*Problem description*.
Each line from the one that contains "Can you find the teardrop" to the last line of the records below must be restated word for word.

Saved entries
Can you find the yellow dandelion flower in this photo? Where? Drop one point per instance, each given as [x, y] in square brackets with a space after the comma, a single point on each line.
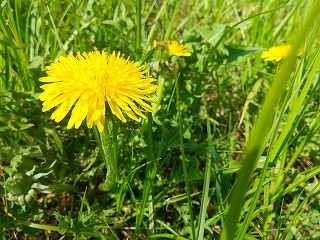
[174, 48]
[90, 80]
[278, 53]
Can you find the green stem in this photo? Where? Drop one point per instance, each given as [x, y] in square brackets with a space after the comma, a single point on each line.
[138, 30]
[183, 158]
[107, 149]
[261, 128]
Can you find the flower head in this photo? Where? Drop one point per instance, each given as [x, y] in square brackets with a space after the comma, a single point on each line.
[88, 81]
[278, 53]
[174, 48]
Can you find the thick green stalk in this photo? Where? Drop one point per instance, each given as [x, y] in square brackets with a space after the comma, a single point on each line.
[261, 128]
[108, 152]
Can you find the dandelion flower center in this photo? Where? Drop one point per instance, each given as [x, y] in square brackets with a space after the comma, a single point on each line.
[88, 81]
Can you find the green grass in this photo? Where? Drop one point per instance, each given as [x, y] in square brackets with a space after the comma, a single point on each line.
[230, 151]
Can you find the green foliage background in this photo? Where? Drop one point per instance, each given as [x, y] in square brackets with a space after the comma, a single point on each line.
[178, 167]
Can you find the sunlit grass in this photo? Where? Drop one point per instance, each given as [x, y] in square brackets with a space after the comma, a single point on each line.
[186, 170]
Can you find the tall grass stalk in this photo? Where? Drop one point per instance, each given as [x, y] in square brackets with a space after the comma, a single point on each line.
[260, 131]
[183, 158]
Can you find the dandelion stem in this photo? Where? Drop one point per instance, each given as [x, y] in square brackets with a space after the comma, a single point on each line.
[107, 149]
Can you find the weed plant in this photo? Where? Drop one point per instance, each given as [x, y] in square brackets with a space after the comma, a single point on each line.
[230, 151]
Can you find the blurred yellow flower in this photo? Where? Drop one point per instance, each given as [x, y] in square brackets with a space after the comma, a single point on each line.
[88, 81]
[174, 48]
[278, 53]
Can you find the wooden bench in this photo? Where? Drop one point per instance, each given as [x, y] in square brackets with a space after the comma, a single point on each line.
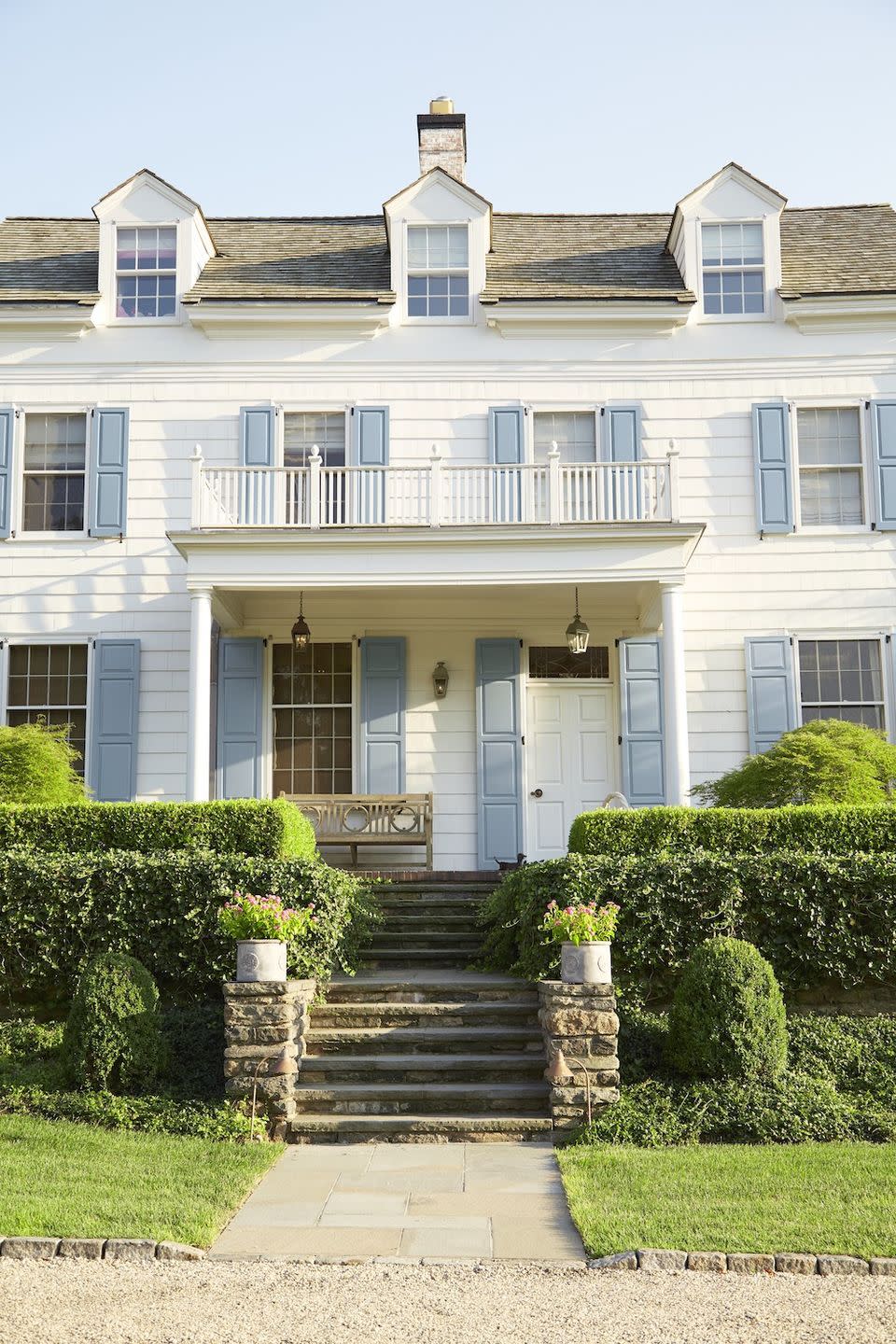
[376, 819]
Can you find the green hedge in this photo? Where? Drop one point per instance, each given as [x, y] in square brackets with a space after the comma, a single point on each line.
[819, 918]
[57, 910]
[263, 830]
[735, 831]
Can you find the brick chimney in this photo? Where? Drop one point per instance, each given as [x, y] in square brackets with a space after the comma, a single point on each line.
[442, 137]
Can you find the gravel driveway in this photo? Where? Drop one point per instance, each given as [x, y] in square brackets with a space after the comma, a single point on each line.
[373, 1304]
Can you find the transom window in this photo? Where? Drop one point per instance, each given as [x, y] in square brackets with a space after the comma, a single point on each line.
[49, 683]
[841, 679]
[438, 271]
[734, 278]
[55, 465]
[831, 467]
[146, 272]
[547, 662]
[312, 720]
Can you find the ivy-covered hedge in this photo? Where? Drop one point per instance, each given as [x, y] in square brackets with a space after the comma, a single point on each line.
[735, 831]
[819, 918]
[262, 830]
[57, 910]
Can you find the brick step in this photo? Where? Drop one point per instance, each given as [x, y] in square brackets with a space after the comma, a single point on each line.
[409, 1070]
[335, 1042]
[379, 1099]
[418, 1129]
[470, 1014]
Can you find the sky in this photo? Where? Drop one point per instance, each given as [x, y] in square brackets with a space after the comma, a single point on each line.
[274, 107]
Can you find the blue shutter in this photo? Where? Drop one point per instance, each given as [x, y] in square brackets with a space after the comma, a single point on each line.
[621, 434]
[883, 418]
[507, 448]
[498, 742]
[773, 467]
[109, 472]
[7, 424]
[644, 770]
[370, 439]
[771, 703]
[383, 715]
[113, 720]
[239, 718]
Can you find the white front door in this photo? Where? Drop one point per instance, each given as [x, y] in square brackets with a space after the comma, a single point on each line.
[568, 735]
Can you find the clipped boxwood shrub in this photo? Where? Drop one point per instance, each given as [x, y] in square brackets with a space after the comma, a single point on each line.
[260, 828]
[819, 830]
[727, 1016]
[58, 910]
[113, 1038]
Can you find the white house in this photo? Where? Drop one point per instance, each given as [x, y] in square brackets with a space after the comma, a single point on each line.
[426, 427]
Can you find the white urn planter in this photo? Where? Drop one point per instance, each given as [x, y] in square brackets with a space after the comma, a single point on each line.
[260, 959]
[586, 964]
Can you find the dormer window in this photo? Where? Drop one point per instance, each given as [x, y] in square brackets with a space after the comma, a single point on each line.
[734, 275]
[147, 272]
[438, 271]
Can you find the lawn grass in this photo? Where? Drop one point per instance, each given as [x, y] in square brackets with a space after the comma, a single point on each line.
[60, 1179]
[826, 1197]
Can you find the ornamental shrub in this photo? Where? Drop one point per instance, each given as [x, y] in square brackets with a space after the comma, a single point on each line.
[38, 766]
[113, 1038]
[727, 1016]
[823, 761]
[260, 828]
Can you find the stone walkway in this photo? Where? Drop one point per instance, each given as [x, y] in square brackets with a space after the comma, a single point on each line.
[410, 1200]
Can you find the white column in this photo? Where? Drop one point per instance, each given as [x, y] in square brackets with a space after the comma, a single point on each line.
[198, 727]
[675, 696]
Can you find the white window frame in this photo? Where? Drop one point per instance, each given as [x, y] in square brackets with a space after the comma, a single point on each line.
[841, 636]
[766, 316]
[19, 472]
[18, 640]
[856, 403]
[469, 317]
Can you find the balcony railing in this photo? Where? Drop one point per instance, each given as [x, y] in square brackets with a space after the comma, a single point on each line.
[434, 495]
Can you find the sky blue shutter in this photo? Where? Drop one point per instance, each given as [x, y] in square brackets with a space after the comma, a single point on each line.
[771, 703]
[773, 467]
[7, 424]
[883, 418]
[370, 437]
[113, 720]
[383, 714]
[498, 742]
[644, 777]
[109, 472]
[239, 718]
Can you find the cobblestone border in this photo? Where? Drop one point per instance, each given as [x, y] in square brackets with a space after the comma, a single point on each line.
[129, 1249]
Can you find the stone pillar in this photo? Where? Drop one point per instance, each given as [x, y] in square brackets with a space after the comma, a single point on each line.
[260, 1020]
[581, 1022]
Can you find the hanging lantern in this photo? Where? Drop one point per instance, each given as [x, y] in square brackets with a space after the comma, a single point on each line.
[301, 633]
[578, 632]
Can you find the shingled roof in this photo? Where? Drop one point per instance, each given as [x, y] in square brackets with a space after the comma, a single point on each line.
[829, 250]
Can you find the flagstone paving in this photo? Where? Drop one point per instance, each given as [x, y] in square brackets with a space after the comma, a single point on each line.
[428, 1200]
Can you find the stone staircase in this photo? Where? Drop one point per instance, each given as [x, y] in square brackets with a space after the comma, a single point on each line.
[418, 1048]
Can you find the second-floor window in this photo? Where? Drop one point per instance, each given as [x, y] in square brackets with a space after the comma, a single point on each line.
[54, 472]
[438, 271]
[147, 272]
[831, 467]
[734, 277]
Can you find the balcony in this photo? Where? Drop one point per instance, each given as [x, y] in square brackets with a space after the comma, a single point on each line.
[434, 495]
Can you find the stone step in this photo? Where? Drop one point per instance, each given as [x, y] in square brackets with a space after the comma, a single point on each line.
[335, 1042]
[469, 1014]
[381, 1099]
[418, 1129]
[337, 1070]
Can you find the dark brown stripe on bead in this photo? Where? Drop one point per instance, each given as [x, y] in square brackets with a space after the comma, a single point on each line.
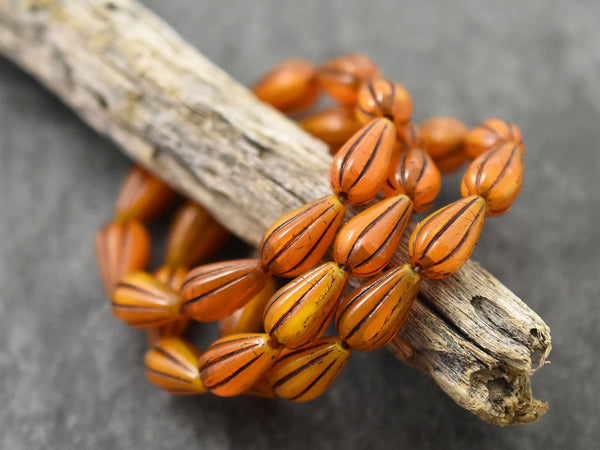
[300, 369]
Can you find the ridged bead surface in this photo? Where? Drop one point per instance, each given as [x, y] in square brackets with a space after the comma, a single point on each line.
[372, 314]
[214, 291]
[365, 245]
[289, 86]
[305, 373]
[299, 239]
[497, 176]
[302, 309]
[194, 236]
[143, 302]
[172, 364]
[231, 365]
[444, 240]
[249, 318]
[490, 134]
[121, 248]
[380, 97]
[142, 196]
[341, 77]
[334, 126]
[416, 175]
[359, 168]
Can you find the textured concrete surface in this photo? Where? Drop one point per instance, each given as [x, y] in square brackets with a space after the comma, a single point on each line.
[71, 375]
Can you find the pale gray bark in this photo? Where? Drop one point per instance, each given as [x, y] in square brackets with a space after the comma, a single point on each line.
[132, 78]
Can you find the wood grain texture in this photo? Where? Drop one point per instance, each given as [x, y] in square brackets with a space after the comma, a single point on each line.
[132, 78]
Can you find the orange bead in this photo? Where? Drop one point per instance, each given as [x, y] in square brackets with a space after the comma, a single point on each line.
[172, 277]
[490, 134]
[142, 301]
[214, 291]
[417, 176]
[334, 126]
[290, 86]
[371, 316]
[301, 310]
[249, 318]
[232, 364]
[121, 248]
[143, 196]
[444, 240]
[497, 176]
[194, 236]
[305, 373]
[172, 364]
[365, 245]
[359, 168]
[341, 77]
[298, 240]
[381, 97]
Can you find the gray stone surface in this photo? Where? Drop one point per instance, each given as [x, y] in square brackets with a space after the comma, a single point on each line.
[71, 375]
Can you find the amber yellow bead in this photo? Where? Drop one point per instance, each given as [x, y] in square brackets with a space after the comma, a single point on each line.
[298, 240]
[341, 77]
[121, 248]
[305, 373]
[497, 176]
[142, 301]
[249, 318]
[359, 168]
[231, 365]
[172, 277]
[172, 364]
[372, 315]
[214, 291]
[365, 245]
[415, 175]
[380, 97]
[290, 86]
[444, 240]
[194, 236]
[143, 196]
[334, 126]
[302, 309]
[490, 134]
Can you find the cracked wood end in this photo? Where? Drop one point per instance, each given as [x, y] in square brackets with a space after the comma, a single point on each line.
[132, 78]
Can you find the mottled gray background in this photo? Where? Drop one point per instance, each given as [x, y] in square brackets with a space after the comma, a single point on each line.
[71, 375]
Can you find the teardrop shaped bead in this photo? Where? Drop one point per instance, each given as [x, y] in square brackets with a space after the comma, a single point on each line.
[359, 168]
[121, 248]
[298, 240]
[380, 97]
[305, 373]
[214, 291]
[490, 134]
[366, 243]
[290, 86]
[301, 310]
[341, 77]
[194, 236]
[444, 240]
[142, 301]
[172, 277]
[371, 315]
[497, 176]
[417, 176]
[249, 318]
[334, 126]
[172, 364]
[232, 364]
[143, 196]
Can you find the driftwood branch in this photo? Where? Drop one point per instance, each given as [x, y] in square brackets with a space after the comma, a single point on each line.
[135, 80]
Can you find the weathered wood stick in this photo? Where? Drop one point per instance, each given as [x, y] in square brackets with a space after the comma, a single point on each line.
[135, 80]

*Task solution*.
Can you find the teardrop shaped bead in this photo? Where? Drop one point per instance, each given as [x, y] in square brackets with a space after the comma, a single point on each line.
[359, 168]
[121, 248]
[298, 240]
[380, 97]
[305, 373]
[214, 291]
[490, 134]
[366, 243]
[290, 86]
[301, 310]
[341, 77]
[194, 236]
[444, 240]
[142, 301]
[172, 277]
[371, 315]
[497, 176]
[417, 176]
[249, 318]
[334, 126]
[172, 364]
[232, 364]
[143, 196]
Can you find the driftwood branch in this photo? Where? Drop one point per instance, each given as [x, y] in square brackets with a space after the comma, a single point on each line.
[135, 80]
Can you find the weathered wood stick in this photo? Where? Drop one point per instance, each given as [x, y] in square brackets with a space after the comma, a single point on each line.
[135, 80]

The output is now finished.